Stéphane Sirot : “le pouvoir politique ne joue plus le jeu de la régularisation par le conflit”

21 March 2018 | PAR Amelie Blaustein Niddam

Stéphane Sirot est historien, spécialiste de l’histoire et de la sociologie des grèves, du syndicalisme et des relations sociales. Il enseigne l’histoire politique et sociale du XXe siècle à l’Université de Cergy-Pontoise et l’histoire et la sociologie du syndicalisme et des relations sociales à l’Institut d’administration des entreprises de l’Université de Nantes. Il vient de publier Électriciens et gaziers en France. Une histoire sociale, XIXe-XXIe siècles, Arbre bleu éditions, coll. « Le corps social ». Il a accepté de répondre à nos questions à la veille du conflit social concernant l’ensemble de la fonction publique qui commencera demain, 50 ans jour pour jour après le Mouvement du 22 mars 1968. 

Les motivations de ce conflit social sont-elles lisibles ?

———

_Les consignes_
a: Recopiez fidèlement le passage de l'extrait sur Stéphane Sirot, en commençant à « 21 March 2018 » et en terminant à « sont-elles lisibles ? ».
b: Répondez à ces questions à partir de l'extrait sur Stéphane Sirot :
(i) Dans quelle université Stéphane Sirot enseigne-t-il l'histoire politique et sociale du XXe siècle ?
(ii) Quel est le titre de l'ouvrage qu'il vient de publier ?
(iii) Quel mouvement a eu lieu 50 ans jour pour jour avant le début du conflit social ?
Les enregistrements n'ont aucun rôle ici.

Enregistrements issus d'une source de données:

———

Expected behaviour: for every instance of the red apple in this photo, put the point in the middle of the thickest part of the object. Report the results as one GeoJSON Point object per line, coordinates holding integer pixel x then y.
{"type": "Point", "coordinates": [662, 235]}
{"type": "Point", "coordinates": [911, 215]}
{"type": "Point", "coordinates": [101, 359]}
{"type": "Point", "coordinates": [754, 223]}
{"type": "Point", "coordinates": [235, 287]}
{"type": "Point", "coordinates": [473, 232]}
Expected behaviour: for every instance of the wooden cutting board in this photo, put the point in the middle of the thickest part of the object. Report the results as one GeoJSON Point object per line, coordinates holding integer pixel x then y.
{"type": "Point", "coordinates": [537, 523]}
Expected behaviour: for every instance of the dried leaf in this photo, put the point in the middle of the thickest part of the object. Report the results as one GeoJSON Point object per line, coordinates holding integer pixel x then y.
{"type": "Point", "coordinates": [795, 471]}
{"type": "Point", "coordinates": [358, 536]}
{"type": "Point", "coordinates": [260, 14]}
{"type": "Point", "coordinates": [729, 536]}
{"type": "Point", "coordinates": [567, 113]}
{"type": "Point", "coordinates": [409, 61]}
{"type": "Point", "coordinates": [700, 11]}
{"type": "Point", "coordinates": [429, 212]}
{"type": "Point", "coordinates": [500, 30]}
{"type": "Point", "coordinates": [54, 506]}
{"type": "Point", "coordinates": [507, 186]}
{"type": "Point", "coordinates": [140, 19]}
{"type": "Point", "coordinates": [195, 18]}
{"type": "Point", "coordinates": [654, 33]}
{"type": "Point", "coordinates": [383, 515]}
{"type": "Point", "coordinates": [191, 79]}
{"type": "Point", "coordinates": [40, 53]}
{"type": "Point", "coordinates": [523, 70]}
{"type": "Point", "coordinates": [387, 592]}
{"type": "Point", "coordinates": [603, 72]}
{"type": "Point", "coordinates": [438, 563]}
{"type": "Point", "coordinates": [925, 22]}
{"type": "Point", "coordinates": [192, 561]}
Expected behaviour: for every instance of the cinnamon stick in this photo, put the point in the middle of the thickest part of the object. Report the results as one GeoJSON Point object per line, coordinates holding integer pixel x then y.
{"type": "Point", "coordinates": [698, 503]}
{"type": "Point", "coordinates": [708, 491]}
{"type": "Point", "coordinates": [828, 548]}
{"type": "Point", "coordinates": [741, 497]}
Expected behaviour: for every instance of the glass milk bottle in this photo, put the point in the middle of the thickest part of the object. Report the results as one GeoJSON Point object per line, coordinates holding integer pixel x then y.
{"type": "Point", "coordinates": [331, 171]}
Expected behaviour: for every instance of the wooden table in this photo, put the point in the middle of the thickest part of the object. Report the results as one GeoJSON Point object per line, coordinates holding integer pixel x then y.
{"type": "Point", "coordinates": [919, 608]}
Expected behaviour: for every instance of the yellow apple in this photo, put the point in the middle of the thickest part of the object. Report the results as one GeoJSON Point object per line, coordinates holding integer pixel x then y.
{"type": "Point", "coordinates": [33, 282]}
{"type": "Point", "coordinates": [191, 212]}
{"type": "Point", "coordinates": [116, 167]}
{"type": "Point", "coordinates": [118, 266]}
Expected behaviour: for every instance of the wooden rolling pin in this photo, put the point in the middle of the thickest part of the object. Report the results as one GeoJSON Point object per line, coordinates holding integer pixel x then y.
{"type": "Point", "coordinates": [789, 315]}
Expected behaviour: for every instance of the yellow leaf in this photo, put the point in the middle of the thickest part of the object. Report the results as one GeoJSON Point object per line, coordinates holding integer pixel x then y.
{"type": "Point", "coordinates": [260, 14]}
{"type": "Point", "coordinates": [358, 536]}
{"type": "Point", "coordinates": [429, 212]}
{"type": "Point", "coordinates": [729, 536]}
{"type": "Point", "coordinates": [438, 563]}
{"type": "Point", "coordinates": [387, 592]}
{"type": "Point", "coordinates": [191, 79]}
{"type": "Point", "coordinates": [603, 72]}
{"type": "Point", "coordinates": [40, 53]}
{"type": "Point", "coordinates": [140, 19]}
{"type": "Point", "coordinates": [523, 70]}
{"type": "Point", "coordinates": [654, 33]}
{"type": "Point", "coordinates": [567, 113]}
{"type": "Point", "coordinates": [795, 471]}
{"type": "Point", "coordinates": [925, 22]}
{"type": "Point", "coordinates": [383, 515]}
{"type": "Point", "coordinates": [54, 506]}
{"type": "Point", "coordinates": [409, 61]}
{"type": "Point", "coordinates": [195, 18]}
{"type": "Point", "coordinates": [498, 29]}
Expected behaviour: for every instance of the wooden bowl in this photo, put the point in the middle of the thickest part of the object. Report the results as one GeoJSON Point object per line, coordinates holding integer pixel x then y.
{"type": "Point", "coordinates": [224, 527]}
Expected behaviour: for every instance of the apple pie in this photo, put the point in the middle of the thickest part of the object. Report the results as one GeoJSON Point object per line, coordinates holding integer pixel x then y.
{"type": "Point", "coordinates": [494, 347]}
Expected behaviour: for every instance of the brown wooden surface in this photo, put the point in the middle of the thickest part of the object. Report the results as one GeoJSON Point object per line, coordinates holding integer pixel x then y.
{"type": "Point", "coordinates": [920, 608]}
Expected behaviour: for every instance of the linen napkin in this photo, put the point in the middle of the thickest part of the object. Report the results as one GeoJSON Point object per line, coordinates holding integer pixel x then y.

———

_Réponses par consigne_
a:
21 March 2018 | PAR Amelie Blaustein Niddam

Stéphane Sirot est historien, spécialiste de l’histoire et de la sociologie des grèves, du syndicalisme et des relations sociales. Il enseigne l’histoire politique et sociale du XXe siècle à l’Université de Cergy-Pontoise et l’histoire et la sociologie du syndicalisme et des relations sociales à l’Institut d’administration des entreprises de l’Université de Nantes. Il vient de publier Électriciens et gaziers en France. Une histoire sociale, XIXe-XXIe siècles, Arbre bleu éditions, coll. « Le corps social ». Il a accepté de répondre à nos questions à la veille du conflit social concernant l’ensemble de la fonction publique qui commencera demain, 50 ans jour pour jour après le Mouvement du 22 mars 1968. 

Les motivations de ce conflit social sont-elles lisibles ?

b:
(i) À l'Université de Cergy-Pontoise.
(ii) Électriciens et gaziers en France. Une histoire sociale, XIXe-XXIe siècles.
(iii) Le Mouvement du 22 mars 1968.